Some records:

>> Begin

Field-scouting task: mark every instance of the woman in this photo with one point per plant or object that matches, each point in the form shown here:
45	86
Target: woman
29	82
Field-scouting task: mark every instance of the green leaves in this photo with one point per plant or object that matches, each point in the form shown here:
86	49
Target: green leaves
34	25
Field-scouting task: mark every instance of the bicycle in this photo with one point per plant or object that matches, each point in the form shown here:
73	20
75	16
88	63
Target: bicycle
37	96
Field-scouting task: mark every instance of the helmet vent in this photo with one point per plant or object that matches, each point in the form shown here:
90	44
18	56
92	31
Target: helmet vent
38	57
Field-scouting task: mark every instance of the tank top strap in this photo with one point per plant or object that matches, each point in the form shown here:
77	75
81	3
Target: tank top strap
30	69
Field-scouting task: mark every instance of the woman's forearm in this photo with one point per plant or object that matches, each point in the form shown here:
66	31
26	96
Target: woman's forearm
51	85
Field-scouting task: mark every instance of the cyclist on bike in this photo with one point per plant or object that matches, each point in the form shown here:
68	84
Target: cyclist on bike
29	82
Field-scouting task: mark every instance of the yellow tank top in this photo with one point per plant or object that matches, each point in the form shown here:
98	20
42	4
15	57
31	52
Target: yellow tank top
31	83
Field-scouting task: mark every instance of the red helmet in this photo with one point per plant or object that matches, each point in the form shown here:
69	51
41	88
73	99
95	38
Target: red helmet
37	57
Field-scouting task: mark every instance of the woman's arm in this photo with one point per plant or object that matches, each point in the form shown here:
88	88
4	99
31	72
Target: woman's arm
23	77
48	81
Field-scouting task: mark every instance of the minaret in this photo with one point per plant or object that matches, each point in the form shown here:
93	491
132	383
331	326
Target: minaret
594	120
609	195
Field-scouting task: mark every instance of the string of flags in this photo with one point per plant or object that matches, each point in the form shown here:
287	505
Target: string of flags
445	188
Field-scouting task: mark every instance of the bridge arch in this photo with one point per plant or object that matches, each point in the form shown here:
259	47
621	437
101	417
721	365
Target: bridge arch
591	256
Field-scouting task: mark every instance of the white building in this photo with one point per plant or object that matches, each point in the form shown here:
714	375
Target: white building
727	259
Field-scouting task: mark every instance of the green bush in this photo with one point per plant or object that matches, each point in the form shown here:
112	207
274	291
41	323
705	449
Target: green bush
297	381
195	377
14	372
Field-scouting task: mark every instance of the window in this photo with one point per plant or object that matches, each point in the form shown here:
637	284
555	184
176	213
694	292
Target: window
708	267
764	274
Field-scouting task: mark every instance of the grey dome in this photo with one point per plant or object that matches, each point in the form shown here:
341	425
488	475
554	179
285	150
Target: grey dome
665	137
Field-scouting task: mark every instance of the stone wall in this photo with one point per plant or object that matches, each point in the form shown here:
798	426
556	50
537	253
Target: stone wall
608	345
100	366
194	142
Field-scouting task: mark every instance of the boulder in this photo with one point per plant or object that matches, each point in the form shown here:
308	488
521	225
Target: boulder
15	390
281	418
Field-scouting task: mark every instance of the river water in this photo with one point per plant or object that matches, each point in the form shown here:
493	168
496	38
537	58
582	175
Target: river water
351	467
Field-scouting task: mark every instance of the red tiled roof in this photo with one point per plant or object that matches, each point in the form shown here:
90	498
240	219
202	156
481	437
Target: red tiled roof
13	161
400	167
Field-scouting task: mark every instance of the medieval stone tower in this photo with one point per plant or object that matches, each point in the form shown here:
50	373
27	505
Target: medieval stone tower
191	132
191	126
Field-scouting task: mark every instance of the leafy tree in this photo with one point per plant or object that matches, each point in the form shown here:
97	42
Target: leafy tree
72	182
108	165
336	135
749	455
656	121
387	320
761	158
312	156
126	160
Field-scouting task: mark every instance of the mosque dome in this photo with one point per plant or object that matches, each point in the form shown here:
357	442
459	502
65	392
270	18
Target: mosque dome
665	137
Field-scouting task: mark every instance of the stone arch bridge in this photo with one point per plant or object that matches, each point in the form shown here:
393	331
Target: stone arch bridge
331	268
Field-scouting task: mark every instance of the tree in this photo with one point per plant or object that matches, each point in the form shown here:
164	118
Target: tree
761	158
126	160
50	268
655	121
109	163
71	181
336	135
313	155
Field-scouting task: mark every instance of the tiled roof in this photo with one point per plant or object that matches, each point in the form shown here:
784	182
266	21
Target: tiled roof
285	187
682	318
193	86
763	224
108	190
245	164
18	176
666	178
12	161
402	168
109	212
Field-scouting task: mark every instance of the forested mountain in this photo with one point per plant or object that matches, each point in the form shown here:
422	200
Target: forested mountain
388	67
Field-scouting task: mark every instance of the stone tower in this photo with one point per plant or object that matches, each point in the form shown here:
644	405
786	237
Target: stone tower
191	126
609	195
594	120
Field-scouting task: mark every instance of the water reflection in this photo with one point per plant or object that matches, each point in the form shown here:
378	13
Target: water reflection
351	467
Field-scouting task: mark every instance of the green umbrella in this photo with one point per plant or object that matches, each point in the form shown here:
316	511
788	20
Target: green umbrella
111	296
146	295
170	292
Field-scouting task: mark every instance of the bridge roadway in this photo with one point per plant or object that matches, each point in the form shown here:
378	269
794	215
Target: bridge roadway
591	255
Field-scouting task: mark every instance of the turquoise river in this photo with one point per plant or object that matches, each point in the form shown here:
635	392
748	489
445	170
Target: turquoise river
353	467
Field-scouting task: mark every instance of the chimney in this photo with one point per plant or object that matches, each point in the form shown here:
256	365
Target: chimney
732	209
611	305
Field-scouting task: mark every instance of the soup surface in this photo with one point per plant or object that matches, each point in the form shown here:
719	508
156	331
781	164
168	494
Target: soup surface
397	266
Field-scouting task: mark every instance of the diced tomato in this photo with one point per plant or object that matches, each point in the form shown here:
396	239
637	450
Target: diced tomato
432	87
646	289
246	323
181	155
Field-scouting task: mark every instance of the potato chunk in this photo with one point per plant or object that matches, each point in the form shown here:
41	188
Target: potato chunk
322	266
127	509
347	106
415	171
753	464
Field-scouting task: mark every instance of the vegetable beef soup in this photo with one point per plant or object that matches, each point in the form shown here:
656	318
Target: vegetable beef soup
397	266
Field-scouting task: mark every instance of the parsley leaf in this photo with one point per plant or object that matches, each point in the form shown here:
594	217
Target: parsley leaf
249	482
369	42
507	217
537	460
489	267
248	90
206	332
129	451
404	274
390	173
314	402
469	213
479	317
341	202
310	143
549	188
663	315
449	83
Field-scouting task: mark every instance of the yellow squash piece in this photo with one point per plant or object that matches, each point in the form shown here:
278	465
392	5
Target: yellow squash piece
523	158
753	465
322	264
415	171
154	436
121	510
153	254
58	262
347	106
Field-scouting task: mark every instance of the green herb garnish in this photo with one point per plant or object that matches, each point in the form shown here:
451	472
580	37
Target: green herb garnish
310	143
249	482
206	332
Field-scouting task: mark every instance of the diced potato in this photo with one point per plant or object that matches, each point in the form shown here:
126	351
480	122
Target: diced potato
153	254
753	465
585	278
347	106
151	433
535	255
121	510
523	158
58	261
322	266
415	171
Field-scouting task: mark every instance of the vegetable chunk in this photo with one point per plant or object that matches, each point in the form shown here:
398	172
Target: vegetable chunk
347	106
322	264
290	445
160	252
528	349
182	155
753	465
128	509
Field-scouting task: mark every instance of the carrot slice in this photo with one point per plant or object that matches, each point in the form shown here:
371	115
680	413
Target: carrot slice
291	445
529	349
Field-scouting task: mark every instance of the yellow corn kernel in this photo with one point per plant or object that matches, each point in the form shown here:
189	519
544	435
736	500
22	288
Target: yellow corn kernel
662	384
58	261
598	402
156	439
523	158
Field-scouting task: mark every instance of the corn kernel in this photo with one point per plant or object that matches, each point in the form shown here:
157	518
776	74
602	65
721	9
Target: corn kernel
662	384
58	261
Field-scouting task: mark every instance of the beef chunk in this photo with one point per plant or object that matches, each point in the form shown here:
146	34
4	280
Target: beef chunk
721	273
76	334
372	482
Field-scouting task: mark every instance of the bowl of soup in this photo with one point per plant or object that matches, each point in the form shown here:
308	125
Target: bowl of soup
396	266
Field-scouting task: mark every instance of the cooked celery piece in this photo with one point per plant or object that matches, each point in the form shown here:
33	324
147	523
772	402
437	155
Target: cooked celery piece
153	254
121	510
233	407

>> End

Everything from the line containing "Field-scouting task: mark every instance of the green herb" to the end of the data above should be quoted exactly, please, both ends included, and nothing outside that span.

[REPLY TO THE TASK]
Field-scouting task: mark every instance of the green herb garnish in this photo with one point per plant or object that matches, each point in the form shown here:
451	472
580	37
Target: green herb garnish
310	143
249	482
206	332
Field-scouting task: mark every instance of the diced potato in this photo with one point per plant or object that matches, each point in the form shown here:
126	351
480	122
Target: diced potato
153	254
753	465
585	278
347	106
151	433
535	255
121	510
523	158
58	261
322	266
415	171
Field-scouting task: mark every instance of the vegetable chunk in this photo with one point per plant or object that matches, each point in the form shown here:
398	172
Target: vegetable chunk
347	106
322	264
290	445
160	252
528	349
182	155
753	465
128	509
Field-scouting task: mark every instance of the carrot slice in this photo with one point per plant or object that matches, each point in the form shown here:
371	115
680	413
Target: carrot slice
291	445
529	349
Field-scouting task: mark every instance of the yellow corn kernel in this photo with one point per plant or object that matches, each point in the form shown here:
189	519
544	435
736	500
22	288
Target: yellow corn kernel
662	384
58	261
598	402
156	439
523	158
Field-scouting task: mark every instance of the corn kernel in this photo with one point per plant or object that matches, each point in the form shown here:
157	518
776	74
602	65
721	9
Target: corn kernel
662	384
58	261
Field-scouting task: mark every instance of the beef chunk in this photo with one point per plant or object that matches, each point in the form shown here:
146	34
4	280
Target: beef chunk
721	273
76	334
372	482
Field-scouting task: mark every instance of the bowl of soup in this photo with one point per plant or object that matches, each point in the form shown here:
308	125
Target: bowl of soup
396	266
Field-scouting task: mark every instance of the cooked celery piece in this photo with one point per plant or object that matches, each point in the form shown here:
33	324
147	523
772	402
437	155
Target: cooked celery piece
153	254
121	510
233	407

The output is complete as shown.